(To do): Identify every line in the records containing the string "metal" and copy each such line in full. Matching is case-sensitive.

○ ○ ○ ○

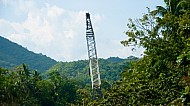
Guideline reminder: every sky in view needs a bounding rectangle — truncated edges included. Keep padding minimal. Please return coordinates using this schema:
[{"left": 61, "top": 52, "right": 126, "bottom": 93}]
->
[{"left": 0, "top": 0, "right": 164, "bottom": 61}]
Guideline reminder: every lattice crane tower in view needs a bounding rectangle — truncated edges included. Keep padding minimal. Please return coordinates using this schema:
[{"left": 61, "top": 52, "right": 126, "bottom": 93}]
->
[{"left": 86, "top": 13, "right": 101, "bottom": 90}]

○ ○ ○ ○

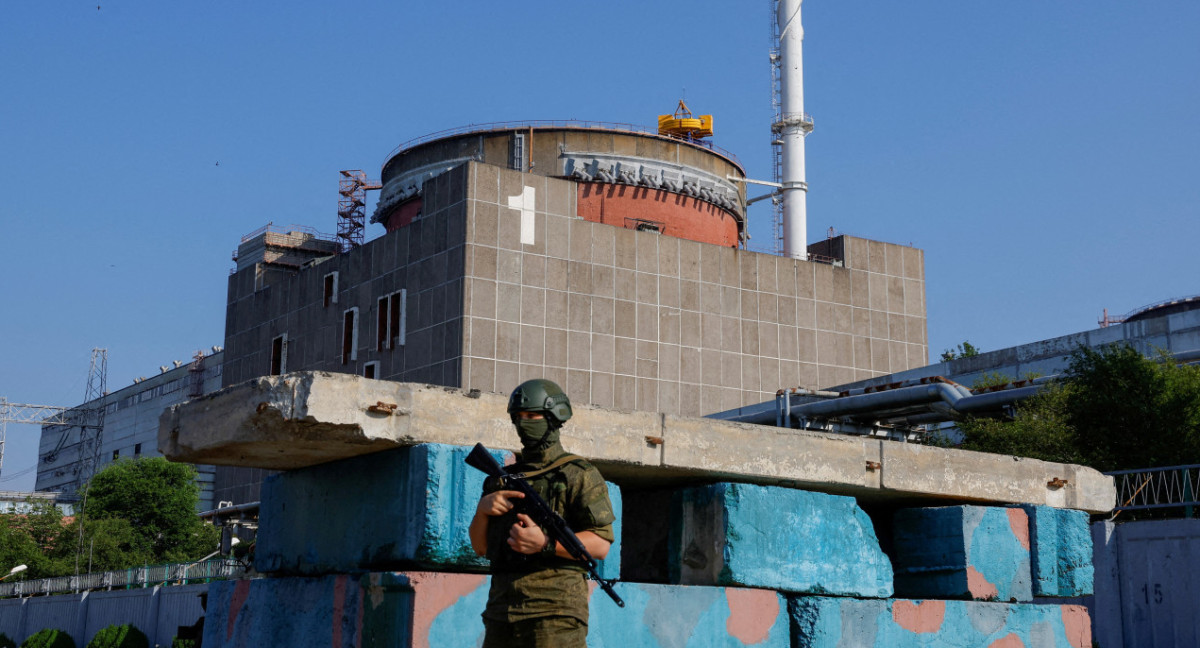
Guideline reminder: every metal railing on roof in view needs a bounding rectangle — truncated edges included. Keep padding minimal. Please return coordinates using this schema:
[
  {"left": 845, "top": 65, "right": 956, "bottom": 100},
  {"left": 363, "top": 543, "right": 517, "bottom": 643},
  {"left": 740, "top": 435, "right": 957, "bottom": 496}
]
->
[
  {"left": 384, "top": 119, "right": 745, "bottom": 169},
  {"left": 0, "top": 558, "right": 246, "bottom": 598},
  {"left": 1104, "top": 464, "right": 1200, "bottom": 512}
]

○ ○ ○ ○

(Answer for the task):
Guideline reminder: every metal railing on roof in view needs a bounding rectangle — truncated edges included. Keep padding minimal. Please return coordinates using this schema:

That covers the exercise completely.